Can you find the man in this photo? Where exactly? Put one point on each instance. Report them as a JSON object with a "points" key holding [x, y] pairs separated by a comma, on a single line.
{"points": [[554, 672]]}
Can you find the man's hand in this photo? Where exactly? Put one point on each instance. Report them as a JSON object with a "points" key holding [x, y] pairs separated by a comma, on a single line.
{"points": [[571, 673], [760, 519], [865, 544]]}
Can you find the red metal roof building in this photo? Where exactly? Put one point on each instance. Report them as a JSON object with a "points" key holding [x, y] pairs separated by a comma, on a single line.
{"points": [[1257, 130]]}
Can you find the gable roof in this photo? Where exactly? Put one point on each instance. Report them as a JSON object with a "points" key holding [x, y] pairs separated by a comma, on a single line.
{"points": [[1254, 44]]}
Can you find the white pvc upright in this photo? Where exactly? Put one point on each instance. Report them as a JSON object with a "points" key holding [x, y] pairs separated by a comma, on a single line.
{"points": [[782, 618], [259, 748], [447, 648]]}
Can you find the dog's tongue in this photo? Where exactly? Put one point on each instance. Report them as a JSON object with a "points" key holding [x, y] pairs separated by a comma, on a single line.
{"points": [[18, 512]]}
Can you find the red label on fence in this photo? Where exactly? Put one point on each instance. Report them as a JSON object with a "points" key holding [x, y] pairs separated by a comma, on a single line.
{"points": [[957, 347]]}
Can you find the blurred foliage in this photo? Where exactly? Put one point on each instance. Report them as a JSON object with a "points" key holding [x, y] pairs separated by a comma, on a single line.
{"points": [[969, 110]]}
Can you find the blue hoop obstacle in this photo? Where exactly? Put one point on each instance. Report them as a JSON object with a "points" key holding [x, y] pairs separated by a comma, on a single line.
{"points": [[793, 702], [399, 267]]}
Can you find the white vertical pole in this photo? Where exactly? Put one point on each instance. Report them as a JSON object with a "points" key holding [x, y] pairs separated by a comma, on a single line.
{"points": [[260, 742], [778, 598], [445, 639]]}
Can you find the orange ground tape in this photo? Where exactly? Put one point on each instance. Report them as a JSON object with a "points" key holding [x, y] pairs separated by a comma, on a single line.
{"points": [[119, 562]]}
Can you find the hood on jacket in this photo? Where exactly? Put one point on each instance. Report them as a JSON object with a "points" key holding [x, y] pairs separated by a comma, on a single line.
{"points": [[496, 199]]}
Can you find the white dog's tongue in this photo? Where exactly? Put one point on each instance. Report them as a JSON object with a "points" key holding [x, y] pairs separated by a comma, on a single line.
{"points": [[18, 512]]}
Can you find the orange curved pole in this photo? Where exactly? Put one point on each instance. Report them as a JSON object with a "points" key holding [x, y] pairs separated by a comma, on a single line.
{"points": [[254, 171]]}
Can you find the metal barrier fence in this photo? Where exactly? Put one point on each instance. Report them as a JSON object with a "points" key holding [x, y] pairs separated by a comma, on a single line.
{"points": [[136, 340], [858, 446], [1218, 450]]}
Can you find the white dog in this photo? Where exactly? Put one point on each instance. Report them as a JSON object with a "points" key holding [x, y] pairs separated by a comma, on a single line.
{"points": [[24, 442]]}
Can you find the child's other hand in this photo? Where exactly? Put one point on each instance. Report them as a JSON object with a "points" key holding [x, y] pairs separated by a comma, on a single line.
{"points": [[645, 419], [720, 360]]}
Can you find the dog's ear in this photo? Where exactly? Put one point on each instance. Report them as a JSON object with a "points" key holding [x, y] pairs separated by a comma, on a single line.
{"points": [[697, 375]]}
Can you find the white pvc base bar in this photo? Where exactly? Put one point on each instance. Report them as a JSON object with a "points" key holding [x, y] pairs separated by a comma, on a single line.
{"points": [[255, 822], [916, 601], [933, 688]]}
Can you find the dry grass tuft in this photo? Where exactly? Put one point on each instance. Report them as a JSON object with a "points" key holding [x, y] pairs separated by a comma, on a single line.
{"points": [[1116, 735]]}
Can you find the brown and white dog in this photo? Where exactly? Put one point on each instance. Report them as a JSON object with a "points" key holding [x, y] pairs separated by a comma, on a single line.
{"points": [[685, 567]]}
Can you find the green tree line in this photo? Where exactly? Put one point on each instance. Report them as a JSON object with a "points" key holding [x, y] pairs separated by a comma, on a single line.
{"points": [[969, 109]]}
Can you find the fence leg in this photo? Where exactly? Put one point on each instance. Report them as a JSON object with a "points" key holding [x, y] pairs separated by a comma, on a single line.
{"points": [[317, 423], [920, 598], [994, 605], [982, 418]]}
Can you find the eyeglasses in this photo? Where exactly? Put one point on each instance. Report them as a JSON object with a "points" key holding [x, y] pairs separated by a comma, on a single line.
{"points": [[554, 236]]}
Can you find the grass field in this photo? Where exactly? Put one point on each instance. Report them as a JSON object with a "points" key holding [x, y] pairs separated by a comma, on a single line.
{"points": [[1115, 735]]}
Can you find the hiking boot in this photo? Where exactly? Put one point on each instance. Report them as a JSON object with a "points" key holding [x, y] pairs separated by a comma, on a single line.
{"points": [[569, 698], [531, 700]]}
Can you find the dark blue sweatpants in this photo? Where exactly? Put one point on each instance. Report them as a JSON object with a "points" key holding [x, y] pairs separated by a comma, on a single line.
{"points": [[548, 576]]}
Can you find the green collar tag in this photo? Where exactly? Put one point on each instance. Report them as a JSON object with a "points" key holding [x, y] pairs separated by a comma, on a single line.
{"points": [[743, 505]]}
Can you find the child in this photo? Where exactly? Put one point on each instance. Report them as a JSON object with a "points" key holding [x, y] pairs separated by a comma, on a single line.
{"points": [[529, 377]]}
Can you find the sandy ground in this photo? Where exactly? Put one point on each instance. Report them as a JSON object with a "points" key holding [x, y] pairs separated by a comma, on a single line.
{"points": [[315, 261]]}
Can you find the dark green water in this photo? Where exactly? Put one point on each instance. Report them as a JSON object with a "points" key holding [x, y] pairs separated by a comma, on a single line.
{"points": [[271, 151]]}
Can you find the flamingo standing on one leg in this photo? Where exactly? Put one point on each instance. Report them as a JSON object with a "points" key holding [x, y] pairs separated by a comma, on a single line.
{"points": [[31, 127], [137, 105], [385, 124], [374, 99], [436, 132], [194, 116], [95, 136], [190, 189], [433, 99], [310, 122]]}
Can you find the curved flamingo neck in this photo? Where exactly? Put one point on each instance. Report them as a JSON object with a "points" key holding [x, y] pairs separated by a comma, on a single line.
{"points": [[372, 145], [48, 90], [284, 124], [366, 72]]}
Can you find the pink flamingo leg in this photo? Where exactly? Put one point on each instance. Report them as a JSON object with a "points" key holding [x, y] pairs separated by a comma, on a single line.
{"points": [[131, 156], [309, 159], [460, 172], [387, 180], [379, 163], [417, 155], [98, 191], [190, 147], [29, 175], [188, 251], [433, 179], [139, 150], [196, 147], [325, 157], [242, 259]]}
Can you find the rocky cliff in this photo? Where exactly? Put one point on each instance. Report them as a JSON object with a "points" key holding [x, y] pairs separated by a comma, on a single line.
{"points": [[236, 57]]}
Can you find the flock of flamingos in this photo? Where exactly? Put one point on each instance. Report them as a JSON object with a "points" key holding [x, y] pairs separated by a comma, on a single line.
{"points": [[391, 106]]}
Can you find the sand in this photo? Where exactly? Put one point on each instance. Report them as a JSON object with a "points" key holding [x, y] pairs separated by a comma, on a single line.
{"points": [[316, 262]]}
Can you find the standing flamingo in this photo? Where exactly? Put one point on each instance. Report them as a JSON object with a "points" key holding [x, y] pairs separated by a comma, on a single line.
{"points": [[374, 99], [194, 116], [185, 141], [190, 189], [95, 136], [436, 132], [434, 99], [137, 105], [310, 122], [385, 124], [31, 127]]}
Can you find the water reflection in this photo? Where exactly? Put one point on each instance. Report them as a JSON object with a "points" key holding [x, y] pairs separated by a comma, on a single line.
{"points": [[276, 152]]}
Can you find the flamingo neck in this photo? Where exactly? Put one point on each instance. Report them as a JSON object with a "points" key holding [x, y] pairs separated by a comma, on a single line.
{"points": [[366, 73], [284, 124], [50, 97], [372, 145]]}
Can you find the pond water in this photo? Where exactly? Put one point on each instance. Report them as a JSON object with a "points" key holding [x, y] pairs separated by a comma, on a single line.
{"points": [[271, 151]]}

========

_Requirement_: From the line containing "Can you find the pond" to the final line of the data above, transcribe every line exactly and nothing more.

_Output for this task_:
Can you find the pond water in this photo? Where exactly? Put one point on each instance. Report them as a JSON object with a "points" key holding [x, y] pairs separated by a comma, on a single line.
{"points": [[271, 151]]}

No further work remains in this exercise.